Farmers in East Africa have started growing new cassava varieties introduced by the Kenya Agricultural Research Institute and are selling their produce as food for people as well as to the livestock feed industry. The once marginalized crop is slowly regaining popularity in East Africa.

This script captures the experiences of farmers who are growing and selling cassava in Kenya. It shows how farmers can grow cassava to improve their income and food security. For some farmers, cassava has been of vital importance. It has been the difference between having food on the table and having nothing to eat.

This script is based on actual interviews. You could use this script as inspiration to research and write a script on cassava or other vital food security crops in your area. You might choose to produce this script as part of your regular farmer program, using voice actors to represent the speakers. If so, please make sure to tell your audience at the beginning of the program that the voices are those of actors, not the original people involved in the interviews.

If you broadcast to a cassava-growing area, you might want to adapt this program for your audience and then invite listeners to call or text their comments and questions. Here are some possibilities for discussion:

  • Are there opportunities for farmers to profit from adding value to cassava in your listening area?
  • Can cassava farmers benefit from joining farmers’ groups? How?
  • What are the barriers to profiting from cassava in the way that the Kenyan farmers have profited in this script?

Script

Signature tune up then under

HOST:
Greetings, listeners, and welcome to the program. My name is ____. Today we will be talking about a crop that can feed you and give you more income. For some farmers, it may even save their lives! (Pause)

Farmers in eastern Kenya have come to recognize the value of growing and processing cassava, a plant that used to be thought of only as a poor man’s crop. These farmers grow cassava in their small farms. And by organizing themselves into groups, they are able to get the maximum benefits from marketing their produce collectively.

I visited a few farmers and talked to them about cassava farming. I also talked to a representative of Farm Concern International, an organization that is connecting these farmers to the market. First we will hear from Margaret Nduko, a farmer whose family had no food until cassava saved their lives.

Signature tune up and out. Sound of a milling machine, then fade and hold under conversation.

HOST:
Hello, Margaret. What were you growing before you started growing cassava?

### TASKS AND EXERCISES
- a) From the cassava script, transcribe the passage starting with "This script is" and going on through "in the interviews.".
- b) List every discussion question that the cassava script suggests for listeners.
- c) Carry the cassava script forward from the last line shown.

### INFORMATION SUPPLIED

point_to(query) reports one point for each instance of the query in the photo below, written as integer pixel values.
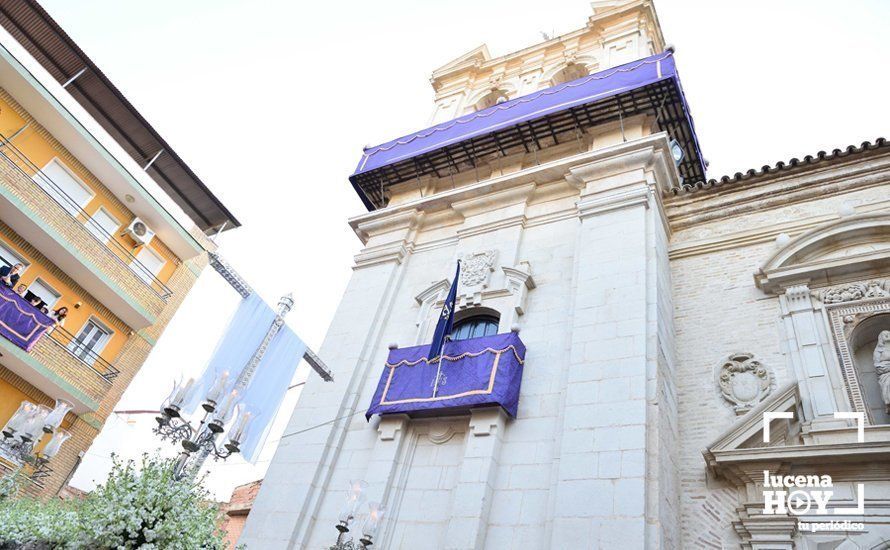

### EXPECTED RESULTS
- a)
This script is based on actual interviews. You could use this script as inspiration to research and write a script on cassava or other vital food security crops in your area. You might choose to produce this script as part of your regular farmer program, using voice actors to represent the speakers. If so, please make sure to tell your audience at the beginning of the program that the voices are those of actors, not the original people involved in the interviews.

- b)
- Are there opportunities for farmers to profit from adding value to cassava in your listening area?
- Can cassava farmers benefit from joining farmers’ groups? How?
- What are the barriers to profiting from cassava in the way that the Kenyan farmers have profited in this script?

- c)
NDUKO:
I was growing maize for my family to eat and also for selling.

HOST:
So why did you move to growing cassava?

NDUKO:
Before, I used to think that cassava was a poor man’s crop. Until my maize crop disappointed me. For three seasons continuously, I had no harvest. My family had nothing to eat and my children dropped out of school for lack of fees. So last year when I learnt about cassava, I convinced my husband that we should try growing it.

HOST:
And he accepted?

NDUKO:
At first he was very reluctant, but eventually he accepted and we tried growing the new variety of cassava. We had a very good harvest.

HOST:
How did the cassava change your life?

NDUKO:
It was a very good year (laughing). My family had food during the dry season and I sold some. Now my children are back at school. We decided we must plant more in the next season.

HOST:
Listener, I am speaking with Margaret Nduko, and we are at the Mitaboni farmers’ group shop, which is in the local market of the Kathiani district of Kenya’s Eastern Province. The place is busy! Some women are milling, others are cooking, and others are selling cassava products. I am curious about the machines in the room and so I ask Margaret, who is also the women’s representative of the Mitaboni group, about them.

HOST:
These two machines here … let’s start with the one on your right – what is it for?

NDUKO:
This is a cassava chipper. This inlet is where we put the cassava. The blades you see inside chip the cassava into small pieces which are then ready for drying. The machine runs on electricity or other sources of energy. Or it can also chip manually.

HOST:
What about the other machine?

NDUKO:
This one is a milling machine. After the cassava chips are dry, this machine grinds them into flour.

HOST:
It looks and sounds like a maize or wheat flour miller.

NDUKO:
Yes, it is the same.

HOST:
Do you talk to other women about the benefits of growing cassava?

NDUKO:
Yes, together with the other members of our group, we talk to women in the market and at home. Women are more receptive than men, and now they even come to the shop and ask for cassava products and about how to grow cassava.

HOST:
What about your own children? Have they benefited from cassava?

NDUKO:
My last born child is three years old. He is very strong and healthy. I weaned him on cassava and millet porridge and I mix it with his other food. He loves it. I cannot compare his health to my other children when they were his age.

HOST:
What future plans do you have for cassava?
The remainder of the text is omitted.